— Work instructions —
Restate the records in their entirety, word for word.

----

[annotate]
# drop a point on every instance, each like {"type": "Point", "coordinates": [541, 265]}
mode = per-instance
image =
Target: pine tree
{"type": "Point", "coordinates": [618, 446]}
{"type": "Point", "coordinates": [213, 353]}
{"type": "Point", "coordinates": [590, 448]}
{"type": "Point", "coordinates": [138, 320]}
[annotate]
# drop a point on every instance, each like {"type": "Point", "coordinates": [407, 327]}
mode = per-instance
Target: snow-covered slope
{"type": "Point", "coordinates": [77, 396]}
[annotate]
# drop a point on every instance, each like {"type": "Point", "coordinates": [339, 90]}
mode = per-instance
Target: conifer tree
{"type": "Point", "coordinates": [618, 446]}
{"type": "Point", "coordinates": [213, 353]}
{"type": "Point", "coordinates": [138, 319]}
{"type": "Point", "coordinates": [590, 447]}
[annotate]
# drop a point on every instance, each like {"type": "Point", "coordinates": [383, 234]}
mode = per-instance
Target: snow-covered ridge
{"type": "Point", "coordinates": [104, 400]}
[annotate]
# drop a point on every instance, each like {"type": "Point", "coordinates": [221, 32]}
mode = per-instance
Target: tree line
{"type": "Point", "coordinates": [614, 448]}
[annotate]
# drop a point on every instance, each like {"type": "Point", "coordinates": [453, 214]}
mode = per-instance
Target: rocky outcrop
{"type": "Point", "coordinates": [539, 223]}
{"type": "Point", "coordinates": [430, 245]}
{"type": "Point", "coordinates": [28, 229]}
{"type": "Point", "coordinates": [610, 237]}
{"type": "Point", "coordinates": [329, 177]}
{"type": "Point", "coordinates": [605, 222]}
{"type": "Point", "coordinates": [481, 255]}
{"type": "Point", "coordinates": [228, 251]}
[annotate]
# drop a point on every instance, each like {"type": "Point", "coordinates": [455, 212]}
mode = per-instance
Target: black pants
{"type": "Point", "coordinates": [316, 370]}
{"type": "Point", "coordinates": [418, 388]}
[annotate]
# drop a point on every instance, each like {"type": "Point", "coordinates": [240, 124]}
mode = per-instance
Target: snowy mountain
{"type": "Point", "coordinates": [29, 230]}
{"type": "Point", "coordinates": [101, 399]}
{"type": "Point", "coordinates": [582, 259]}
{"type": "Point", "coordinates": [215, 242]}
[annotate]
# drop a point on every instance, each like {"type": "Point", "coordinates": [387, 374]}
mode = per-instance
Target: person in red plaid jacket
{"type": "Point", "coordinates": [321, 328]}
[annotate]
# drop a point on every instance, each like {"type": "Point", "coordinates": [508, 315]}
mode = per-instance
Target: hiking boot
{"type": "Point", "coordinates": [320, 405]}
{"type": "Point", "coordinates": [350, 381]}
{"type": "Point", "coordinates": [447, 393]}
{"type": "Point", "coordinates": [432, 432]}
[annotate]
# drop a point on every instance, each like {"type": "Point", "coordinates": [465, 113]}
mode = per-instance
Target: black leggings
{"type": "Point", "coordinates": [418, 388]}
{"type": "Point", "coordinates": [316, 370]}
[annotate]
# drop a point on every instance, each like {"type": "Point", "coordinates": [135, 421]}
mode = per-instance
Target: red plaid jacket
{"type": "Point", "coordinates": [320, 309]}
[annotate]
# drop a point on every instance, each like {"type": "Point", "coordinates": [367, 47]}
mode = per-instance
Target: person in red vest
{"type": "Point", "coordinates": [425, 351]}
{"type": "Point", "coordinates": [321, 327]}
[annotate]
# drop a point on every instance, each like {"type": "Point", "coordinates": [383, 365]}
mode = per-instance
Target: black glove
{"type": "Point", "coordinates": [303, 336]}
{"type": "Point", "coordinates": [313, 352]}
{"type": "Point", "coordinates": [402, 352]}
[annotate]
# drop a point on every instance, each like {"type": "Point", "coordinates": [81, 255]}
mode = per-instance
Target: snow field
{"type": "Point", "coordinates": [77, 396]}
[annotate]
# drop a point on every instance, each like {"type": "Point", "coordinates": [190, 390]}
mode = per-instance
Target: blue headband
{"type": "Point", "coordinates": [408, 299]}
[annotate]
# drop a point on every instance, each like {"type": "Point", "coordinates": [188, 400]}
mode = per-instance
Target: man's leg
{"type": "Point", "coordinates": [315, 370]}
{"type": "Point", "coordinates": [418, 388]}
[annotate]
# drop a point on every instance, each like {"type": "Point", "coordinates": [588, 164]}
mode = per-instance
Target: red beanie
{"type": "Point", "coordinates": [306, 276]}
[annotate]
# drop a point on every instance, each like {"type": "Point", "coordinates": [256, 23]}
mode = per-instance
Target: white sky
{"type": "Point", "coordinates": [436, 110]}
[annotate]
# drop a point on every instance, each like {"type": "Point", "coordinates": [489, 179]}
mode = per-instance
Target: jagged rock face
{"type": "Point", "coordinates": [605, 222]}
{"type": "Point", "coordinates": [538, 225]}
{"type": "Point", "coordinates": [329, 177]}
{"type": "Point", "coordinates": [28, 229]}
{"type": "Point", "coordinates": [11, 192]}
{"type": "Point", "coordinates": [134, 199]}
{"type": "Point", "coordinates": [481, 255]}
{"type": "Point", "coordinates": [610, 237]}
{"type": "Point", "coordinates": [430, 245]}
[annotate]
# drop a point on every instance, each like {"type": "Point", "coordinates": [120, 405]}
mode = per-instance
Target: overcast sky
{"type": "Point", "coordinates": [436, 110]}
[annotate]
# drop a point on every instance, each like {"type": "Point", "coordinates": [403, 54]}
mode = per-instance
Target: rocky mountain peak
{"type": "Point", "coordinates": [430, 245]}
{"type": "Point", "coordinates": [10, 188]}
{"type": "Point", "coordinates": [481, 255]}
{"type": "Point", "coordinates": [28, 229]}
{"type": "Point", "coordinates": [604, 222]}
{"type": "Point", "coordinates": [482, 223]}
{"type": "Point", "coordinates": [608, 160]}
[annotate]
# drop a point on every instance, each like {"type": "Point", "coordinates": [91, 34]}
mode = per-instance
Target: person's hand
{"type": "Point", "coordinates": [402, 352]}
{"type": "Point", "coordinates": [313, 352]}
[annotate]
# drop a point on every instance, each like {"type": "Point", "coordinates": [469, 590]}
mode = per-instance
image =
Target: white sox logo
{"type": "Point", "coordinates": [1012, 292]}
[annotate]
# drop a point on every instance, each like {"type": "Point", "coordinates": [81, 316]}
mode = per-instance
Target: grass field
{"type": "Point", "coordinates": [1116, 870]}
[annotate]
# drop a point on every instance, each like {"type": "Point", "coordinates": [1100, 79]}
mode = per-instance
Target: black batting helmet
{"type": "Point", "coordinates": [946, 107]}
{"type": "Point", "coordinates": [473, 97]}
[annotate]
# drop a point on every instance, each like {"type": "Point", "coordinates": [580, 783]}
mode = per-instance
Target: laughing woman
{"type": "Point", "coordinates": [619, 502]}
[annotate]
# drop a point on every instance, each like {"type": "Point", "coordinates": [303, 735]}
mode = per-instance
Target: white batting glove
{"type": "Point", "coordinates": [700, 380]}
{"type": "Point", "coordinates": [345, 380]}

----

— Result of the task —
[annotate]
# drop a point on every instance, each like {"type": "Point", "coordinates": [541, 265]}
mode = per-instance
image =
Target: pine tree
{"type": "Point", "coordinates": [618, 446]}
{"type": "Point", "coordinates": [213, 353]}
{"type": "Point", "coordinates": [590, 448]}
{"type": "Point", "coordinates": [138, 320]}
[annotate]
# drop a point on every instance, each like {"type": "Point", "coordinates": [407, 327]}
mode = per-instance
Target: snow-covered slope
{"type": "Point", "coordinates": [77, 396]}
[annotate]
# drop a point on every instance, each like {"type": "Point", "coordinates": [339, 90]}
mode = per-instance
Target: conifer tree
{"type": "Point", "coordinates": [618, 446]}
{"type": "Point", "coordinates": [213, 353]}
{"type": "Point", "coordinates": [138, 319]}
{"type": "Point", "coordinates": [590, 447]}
[annotate]
# drop a point on every instance, each like {"type": "Point", "coordinates": [383, 234]}
mode = per-instance
Target: snow-covered ridge
{"type": "Point", "coordinates": [104, 400]}
[annotate]
# drop a point on every instance, each like {"type": "Point", "coordinates": [221, 32]}
mode = per-instance
Target: tree line
{"type": "Point", "coordinates": [614, 448]}
[annotate]
# drop a point on every instance, each like {"type": "Point", "coordinates": [453, 214]}
mode = per-instance
Target: rocky outcrop
{"type": "Point", "coordinates": [539, 223]}
{"type": "Point", "coordinates": [430, 245]}
{"type": "Point", "coordinates": [28, 229]}
{"type": "Point", "coordinates": [610, 237]}
{"type": "Point", "coordinates": [329, 177]}
{"type": "Point", "coordinates": [605, 222]}
{"type": "Point", "coordinates": [481, 255]}
{"type": "Point", "coordinates": [228, 251]}
[annotate]
# drop a point on every instance, each like {"type": "Point", "coordinates": [455, 212]}
mode = per-instance
Target: black pants
{"type": "Point", "coordinates": [316, 370]}
{"type": "Point", "coordinates": [418, 388]}
[annotate]
# drop a point on every instance, each like {"type": "Point", "coordinates": [240, 124]}
mode = per-instance
Target: snowy mountain
{"type": "Point", "coordinates": [29, 230]}
{"type": "Point", "coordinates": [101, 399]}
{"type": "Point", "coordinates": [582, 259]}
{"type": "Point", "coordinates": [215, 242]}
[annotate]
# drop a point on every instance, each like {"type": "Point", "coordinates": [387, 374]}
mode = per-instance
Target: person in red plaid jacket
{"type": "Point", "coordinates": [321, 328]}
[annotate]
# drop a point on every instance, each like {"type": "Point", "coordinates": [508, 315]}
mode = per-instance
Target: hiking boot
{"type": "Point", "coordinates": [320, 405]}
{"type": "Point", "coordinates": [350, 381]}
{"type": "Point", "coordinates": [447, 393]}
{"type": "Point", "coordinates": [432, 432]}
[annotate]
# drop a point on every instance, each like {"type": "Point", "coordinates": [465, 113]}
mode = per-instance
Target: black leggings
{"type": "Point", "coordinates": [418, 388]}
{"type": "Point", "coordinates": [316, 370]}
[annotate]
# drop a point on every instance, each like {"type": "Point", "coordinates": [135, 421]}
mode = per-instance
Target: red plaid jacket
{"type": "Point", "coordinates": [320, 309]}
[annotate]
# drop a point on every instance, each like {"type": "Point", "coordinates": [367, 47]}
mode = per-instance
Target: person in red vest
{"type": "Point", "coordinates": [425, 351]}
{"type": "Point", "coordinates": [321, 327]}
[annotate]
# drop a point on every instance, each like {"type": "Point", "coordinates": [383, 365]}
mode = per-instance
Target: black glove
{"type": "Point", "coordinates": [303, 336]}
{"type": "Point", "coordinates": [313, 352]}
{"type": "Point", "coordinates": [402, 352]}
[annotate]
# drop a point on every instance, each like {"type": "Point", "coordinates": [81, 255]}
mode = per-instance
Target: snow field
{"type": "Point", "coordinates": [77, 396]}
[annotate]
# drop a point on every instance, each like {"type": "Point", "coordinates": [190, 390]}
mode = per-instance
Target: blue headband
{"type": "Point", "coordinates": [408, 299]}
[annotate]
# drop a point on every instance, each like {"type": "Point", "coordinates": [188, 400]}
mode = per-instance
Target: man's leg
{"type": "Point", "coordinates": [315, 370]}
{"type": "Point", "coordinates": [418, 388]}
[annotate]
# drop a point on every instance, each like {"type": "Point", "coordinates": [588, 164]}
mode = per-instance
Target: red beanie
{"type": "Point", "coordinates": [306, 276]}
[annotate]
# drop a point on every instance, each like {"type": "Point", "coordinates": [256, 23]}
mode = per-instance
Target: white sky
{"type": "Point", "coordinates": [436, 110]}
[annotate]
# drop a point on every instance, each like {"type": "Point", "coordinates": [489, 179]}
mode = per-instance
Target: jagged rock face
{"type": "Point", "coordinates": [605, 222]}
{"type": "Point", "coordinates": [538, 225]}
{"type": "Point", "coordinates": [329, 177]}
{"type": "Point", "coordinates": [28, 229]}
{"type": "Point", "coordinates": [11, 192]}
{"type": "Point", "coordinates": [134, 199]}
{"type": "Point", "coordinates": [481, 255]}
{"type": "Point", "coordinates": [610, 237]}
{"type": "Point", "coordinates": [430, 245]}
[annotate]
# drop a point on every instance, each like {"type": "Point", "coordinates": [120, 405]}
mode = per-instance
Target: overcast sky
{"type": "Point", "coordinates": [436, 110]}
[annotate]
# drop a point on every instance, each like {"type": "Point", "coordinates": [403, 54]}
mode = per-instance
Target: rocky mountain peak
{"type": "Point", "coordinates": [430, 245]}
{"type": "Point", "coordinates": [10, 188]}
{"type": "Point", "coordinates": [481, 255]}
{"type": "Point", "coordinates": [28, 229]}
{"type": "Point", "coordinates": [604, 222]}
{"type": "Point", "coordinates": [482, 223]}
{"type": "Point", "coordinates": [608, 160]}
[annotate]
# drop a point on every instance, each like {"type": "Point", "coordinates": [91, 34]}
mode = per-instance
Target: person's hand
{"type": "Point", "coordinates": [402, 352]}
{"type": "Point", "coordinates": [313, 352]}
[annotate]
# drop a point on every instance, each like {"type": "Point", "coordinates": [469, 590]}
mode = per-instance
image =
Target: white sox logo
{"type": "Point", "coordinates": [1012, 292]}
[annotate]
# drop a point on every instance, each like {"type": "Point", "coordinates": [81, 316]}
mode = per-instance
Target: grass field
{"type": "Point", "coordinates": [1116, 870]}
[annotate]
# drop a point on every instance, each like {"type": "Point", "coordinates": [1100, 79]}
mode = per-instance
Target: black batting helmet
{"type": "Point", "coordinates": [946, 107]}
{"type": "Point", "coordinates": [473, 97]}
[annotate]
# drop a point on every instance, each like {"type": "Point", "coordinates": [580, 783]}
mode = per-instance
Target: laughing woman
{"type": "Point", "coordinates": [619, 502]}
[annotate]
# drop a point on every instance, each like {"type": "Point", "coordinates": [303, 735]}
mode = per-instance
Target: white batting glove
{"type": "Point", "coordinates": [700, 380]}
{"type": "Point", "coordinates": [345, 380]}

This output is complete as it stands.